Excerpt to read:
════

This would be better movie with a better villain, and I’m inclined not to blame Michael Shannon much. Strickland is a bogeyman for the 21st Century, not the 20th. Watching him is like watching the scene in the first episode of Mad Men where Joan describes a typewriter as “simple enough for a woman to use” so we could say, “Ah, yes, The Past was bad and it has made its way into The Present.” A law enforcement officer with bloody-minded tastes wrapped up in an almost cheerful sense of duty—a soft racist who thinks he has to define words for Zelda (Spencer)—a man who wants very much to have sex with Elisa, even if that means rape. He is a collection of what we hate, and rightly, about the spectrum of white privilege he lives in. Yet he has no motivations for what he does, making him just about the only character this side of the Amphibian Man who isn’t given a set of reason to be some kind of way. (In this he also fails the qualifications for “bad white man” in our own time, for we know that the worst of this grade do what they do to maintain the status quo in which they benefit hugely and disproportionately. The Shape of Water never does express this fully with Strickland.) Giles, blackballed for his homosexuality (presumably), wants to feel like he’s part of someone else’s life. Zelda wants to live as dignified a life as she can muster. Dimitri (Michael Stuhlbarg) wants to make scientific advancements without losing the humanity that Elisa argues for when he’s not around. And Elisa herself wants someone to look at her and value her as a human being. And so later in the movie, Giles throws himself into Elisa’s plan because he cares about her, and Zelda does what she can to build up the people around her, and Dimitri caves when he’s told to eliminate “the asset,” and Elisa finds love in impossible circumstances.

════

Record list:
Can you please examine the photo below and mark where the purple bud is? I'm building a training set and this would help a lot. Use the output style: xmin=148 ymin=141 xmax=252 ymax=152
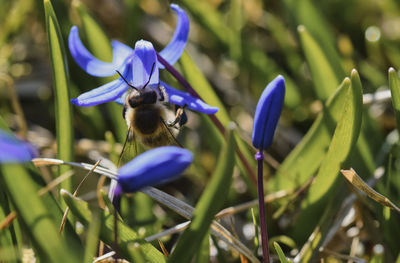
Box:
xmin=252 ymin=75 xmax=285 ymax=149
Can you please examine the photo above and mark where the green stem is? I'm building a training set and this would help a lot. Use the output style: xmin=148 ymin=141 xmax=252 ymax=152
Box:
xmin=255 ymin=150 xmax=269 ymax=263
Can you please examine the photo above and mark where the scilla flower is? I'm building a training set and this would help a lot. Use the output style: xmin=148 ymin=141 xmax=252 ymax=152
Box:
xmin=0 ymin=130 xmax=37 ymax=163
xmin=68 ymin=4 xmax=218 ymax=114
xmin=113 ymin=146 xmax=193 ymax=210
xmin=252 ymin=75 xmax=285 ymax=150
xmin=118 ymin=146 xmax=193 ymax=193
xmin=252 ymin=75 xmax=285 ymax=263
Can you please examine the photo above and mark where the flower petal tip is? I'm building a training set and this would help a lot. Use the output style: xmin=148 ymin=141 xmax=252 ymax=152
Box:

════

Your task:
In the film review, what does Zelda want?

Solution:
She wants to live as dignified a life as she can muster.